BEGIN Source material

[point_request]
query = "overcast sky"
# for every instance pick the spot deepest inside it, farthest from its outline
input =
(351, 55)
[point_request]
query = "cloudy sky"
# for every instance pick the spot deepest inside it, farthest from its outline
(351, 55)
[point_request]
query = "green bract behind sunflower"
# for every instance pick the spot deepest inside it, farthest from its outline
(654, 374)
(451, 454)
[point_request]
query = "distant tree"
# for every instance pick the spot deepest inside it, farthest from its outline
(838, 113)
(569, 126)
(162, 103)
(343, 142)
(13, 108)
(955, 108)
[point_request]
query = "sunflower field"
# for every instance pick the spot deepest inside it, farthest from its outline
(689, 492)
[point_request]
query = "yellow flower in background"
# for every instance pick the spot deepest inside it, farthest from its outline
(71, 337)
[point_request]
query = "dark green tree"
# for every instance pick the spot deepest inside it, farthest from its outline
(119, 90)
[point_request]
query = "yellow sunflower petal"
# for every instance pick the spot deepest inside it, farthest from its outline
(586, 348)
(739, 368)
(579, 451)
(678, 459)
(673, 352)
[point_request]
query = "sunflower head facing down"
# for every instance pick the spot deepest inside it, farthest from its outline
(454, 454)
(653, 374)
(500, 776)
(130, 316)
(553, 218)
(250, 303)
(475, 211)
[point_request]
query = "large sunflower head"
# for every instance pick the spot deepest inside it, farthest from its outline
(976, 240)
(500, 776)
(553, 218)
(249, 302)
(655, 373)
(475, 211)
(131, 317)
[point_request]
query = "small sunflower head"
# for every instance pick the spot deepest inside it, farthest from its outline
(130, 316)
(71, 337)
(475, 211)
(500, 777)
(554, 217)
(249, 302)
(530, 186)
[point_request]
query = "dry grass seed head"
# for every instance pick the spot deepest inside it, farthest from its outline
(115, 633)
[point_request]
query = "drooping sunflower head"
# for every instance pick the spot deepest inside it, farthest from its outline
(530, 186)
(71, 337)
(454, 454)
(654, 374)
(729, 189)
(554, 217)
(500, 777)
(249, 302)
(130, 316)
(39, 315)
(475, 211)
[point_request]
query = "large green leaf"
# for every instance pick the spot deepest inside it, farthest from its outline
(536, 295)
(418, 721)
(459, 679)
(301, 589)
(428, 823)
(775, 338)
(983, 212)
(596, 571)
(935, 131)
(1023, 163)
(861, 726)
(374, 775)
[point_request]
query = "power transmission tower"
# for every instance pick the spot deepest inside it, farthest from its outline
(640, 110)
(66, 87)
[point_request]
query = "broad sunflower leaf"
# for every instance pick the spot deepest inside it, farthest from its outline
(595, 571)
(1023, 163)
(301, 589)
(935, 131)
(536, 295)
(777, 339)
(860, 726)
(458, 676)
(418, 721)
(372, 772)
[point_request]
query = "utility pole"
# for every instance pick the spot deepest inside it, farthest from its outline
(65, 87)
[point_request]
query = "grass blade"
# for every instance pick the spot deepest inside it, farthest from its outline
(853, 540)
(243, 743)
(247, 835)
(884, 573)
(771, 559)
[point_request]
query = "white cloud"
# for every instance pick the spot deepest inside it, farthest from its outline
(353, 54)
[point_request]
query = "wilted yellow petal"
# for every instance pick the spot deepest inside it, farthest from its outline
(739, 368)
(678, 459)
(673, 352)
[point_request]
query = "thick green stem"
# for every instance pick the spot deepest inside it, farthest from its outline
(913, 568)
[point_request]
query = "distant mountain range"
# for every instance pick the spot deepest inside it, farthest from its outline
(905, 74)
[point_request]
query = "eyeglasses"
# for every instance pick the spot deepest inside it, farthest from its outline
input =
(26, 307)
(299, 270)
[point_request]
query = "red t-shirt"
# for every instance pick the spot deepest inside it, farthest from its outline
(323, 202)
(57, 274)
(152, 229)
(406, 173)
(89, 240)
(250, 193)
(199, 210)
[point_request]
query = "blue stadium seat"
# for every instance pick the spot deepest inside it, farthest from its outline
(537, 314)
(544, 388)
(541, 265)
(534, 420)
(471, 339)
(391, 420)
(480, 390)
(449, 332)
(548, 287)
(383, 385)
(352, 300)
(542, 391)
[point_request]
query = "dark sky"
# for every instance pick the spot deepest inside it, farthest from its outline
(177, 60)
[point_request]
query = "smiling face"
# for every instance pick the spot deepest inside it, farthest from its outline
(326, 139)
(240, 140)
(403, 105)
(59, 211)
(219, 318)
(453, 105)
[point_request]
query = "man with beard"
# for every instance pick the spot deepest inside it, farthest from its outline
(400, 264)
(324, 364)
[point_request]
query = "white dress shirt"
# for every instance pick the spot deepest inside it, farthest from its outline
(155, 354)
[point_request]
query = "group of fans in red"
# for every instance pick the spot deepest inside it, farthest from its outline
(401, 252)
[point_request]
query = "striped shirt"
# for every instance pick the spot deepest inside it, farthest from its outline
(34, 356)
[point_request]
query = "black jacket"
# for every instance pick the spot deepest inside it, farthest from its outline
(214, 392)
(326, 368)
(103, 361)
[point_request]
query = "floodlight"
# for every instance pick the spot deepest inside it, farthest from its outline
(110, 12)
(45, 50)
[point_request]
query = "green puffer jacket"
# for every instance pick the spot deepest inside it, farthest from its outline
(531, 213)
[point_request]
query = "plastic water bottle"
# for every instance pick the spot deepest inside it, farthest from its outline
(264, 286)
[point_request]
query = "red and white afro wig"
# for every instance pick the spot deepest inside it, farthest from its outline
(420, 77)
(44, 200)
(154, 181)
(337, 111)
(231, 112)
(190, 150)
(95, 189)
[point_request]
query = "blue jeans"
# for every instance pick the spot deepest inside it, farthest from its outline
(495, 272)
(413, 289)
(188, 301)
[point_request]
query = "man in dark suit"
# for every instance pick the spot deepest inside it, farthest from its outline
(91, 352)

END Source material

Without changing a word, restate the whole listing.

- Solution for this problem -
[point_request]
query = "overcast sky"
# for every instance pick the spot deepest inside it, farthest from its outline
input =
(351, 55)
[point_request]
query = "cloudy sky"
# for every instance pick the spot deepest inside it, farthest from its outline
(351, 55)
[point_request]
query = "green bract behind sunflower"
# for every instance pick the spot deepest inside it, farthest from its outline
(654, 374)
(451, 454)
[point_request]
query = "distant tree"
# for every instance pick the spot deepest inside it, farthest from its outline
(838, 113)
(569, 126)
(162, 103)
(343, 142)
(13, 108)
(955, 108)
[point_request]
query = "sunflower field"
# for every instance pick the spot deepest inside it, farthest from its outline
(689, 492)
[point_request]
query = "yellow flower in background"
# for every instance pick the spot deepest inside it, farthest from its outline
(71, 337)
[point_request]
query = "dark green tree"
# for every instance pick the spot deepest inside it, farthest from its outline
(119, 90)
[point_request]
query = "yellow sunflower petal"
# for every instance pick the spot deepest inside it, farthest from its outline
(586, 348)
(739, 368)
(579, 451)
(678, 459)
(673, 352)
[point_request]
query = "sunflower head facing down"
# for every instance pick the spot deepest inside it, farthest from its outline
(454, 454)
(653, 374)
(500, 776)
(130, 316)
(553, 218)
(250, 303)
(475, 211)
[point_request]
query = "large sunflower head"
# for every instance pick the spot deepest inside it, farthest from its outline
(976, 240)
(500, 776)
(553, 218)
(249, 302)
(655, 373)
(475, 211)
(131, 317)
[point_request]
query = "small sunflower head"
# for every instance pick the spot deepest inside it, farthest from its outline
(130, 316)
(71, 337)
(475, 211)
(500, 777)
(554, 217)
(249, 302)
(530, 186)
[point_request]
query = "dry grass seed head"
# for every instance pick the spot deepest inside it, farthest from its outline
(115, 633)
[point_request]
query = "drooping sunflower head"
# for every instance pick the spot deepest inside it, farthest from its outline
(530, 186)
(71, 337)
(454, 454)
(654, 374)
(729, 189)
(554, 217)
(500, 777)
(249, 302)
(130, 316)
(39, 315)
(475, 211)
[point_request]
query = "large green leaf"
# for every instance pick the spot deepest inside it, farthest from its outline
(536, 295)
(418, 721)
(459, 679)
(301, 589)
(428, 823)
(775, 338)
(983, 212)
(596, 571)
(935, 131)
(1023, 163)
(861, 726)
(374, 775)
[point_request]
query = "power transmission tower"
# for every instance pick the spot deepest inside it, farthest from its outline
(640, 110)
(66, 87)
[point_request]
query = "broad sunflower leaf"
# for every instance pick the spot deepest inside it, farthest from its outline
(595, 571)
(1023, 163)
(301, 589)
(935, 131)
(536, 295)
(777, 339)
(860, 726)
(458, 676)
(418, 721)
(372, 772)
[point_request]
query = "utility pole"
# for every instance pick the spot deepest inside it, farthest from its outline
(65, 87)
[point_request]
query = "grass blade"
# for every instance pick the spot deepest inside it, farthest from its outline
(853, 540)
(243, 743)
(247, 835)
(884, 573)
(771, 559)
[point_request]
query = "white cloud"
# for every instance pick the spot deepest inside it, farthest from its outline
(353, 54)
[point_request]
query = "wilted yellow petal"
# for every instance pick the spot deepest inside it, farthest from its outline
(739, 368)
(678, 459)
(673, 352)
[point_request]
query = "thick green stem"
# for every instance pick the spot deepest inside it, farthest from its outline
(913, 568)
[point_request]
query = "distant mountain range"
# for every instance pick the spot deepest inside it, farthest from its outline
(905, 74)
[point_request]
query = "eyeglasses"
# for every instance pick the spot deepest inside it, farthest from its outline
input =
(26, 307)
(299, 270)
[point_request]
query = "red t-shirt"
# for every instance pick the spot deepest inside it, farthest from its outline
(323, 202)
(57, 274)
(152, 229)
(406, 173)
(89, 240)
(250, 193)
(199, 210)
[point_request]
query = "blue stadium seat"
# for every instance pick the spot deepest inside it, farthest from its outline
(537, 314)
(544, 388)
(541, 265)
(534, 420)
(471, 339)
(391, 420)
(480, 390)
(449, 332)
(548, 287)
(383, 385)
(352, 300)
(542, 391)
[point_request]
query = "dark sky"
# for every instance pick the spot deepest inside it, farthest from its outline
(177, 60)
[point_request]
query = "smiling face"
# for every instance pick the spot deepest inside it, farthest from its outline
(326, 139)
(240, 140)
(403, 105)
(59, 211)
(219, 318)
(453, 105)
[point_request]
query = "man with beard"
# for every instance pick the spot deepest inside it, farthest from its outline
(400, 264)
(324, 364)
[point_request]
query = "white dress shirt"
# for every instance pick the spot deepest inside it, farthest from its outline
(155, 354)
[point_request]
query = "group of fans in red"
# for every instance pick the spot deepest inside it, farthest from its outline
(401, 252)
[point_request]
query = "striped shirt"
# for every instance pick the spot deepest inside it, farthest from its outline
(34, 356)
[point_request]
query = "black jacket"
# for every instance pick the spot deepest inside it, farthest from its outline
(214, 392)
(326, 368)
(103, 361)
[point_request]
query = "floodlight"
# for every instance pick the spot deepest inside it, farthest from its outline
(110, 12)
(45, 50)
[point_request]
query = "green puffer jacket"
# for every instance pick the spot deepest inside it, farthest from its outline
(531, 213)
[point_request]
query = "plastic water bottle"
# for every instance pick the spot deepest inside it, farthest from its outline
(264, 286)
[point_request]
query = "red and white afro wig"
# for every instance pick the spot deepest inside it, farthest from its outline
(420, 77)
(44, 200)
(154, 181)
(337, 111)
(231, 112)
(190, 150)
(95, 189)
[point_request]
query = "blue jeans"
# for every instance pick the spot deepest inside it, farthest from its outline
(495, 272)
(413, 289)
(188, 301)
[point_request]
query = "man in dark suit"
# for every instance pick the spot deepest inside it, farthest from its outline
(91, 352)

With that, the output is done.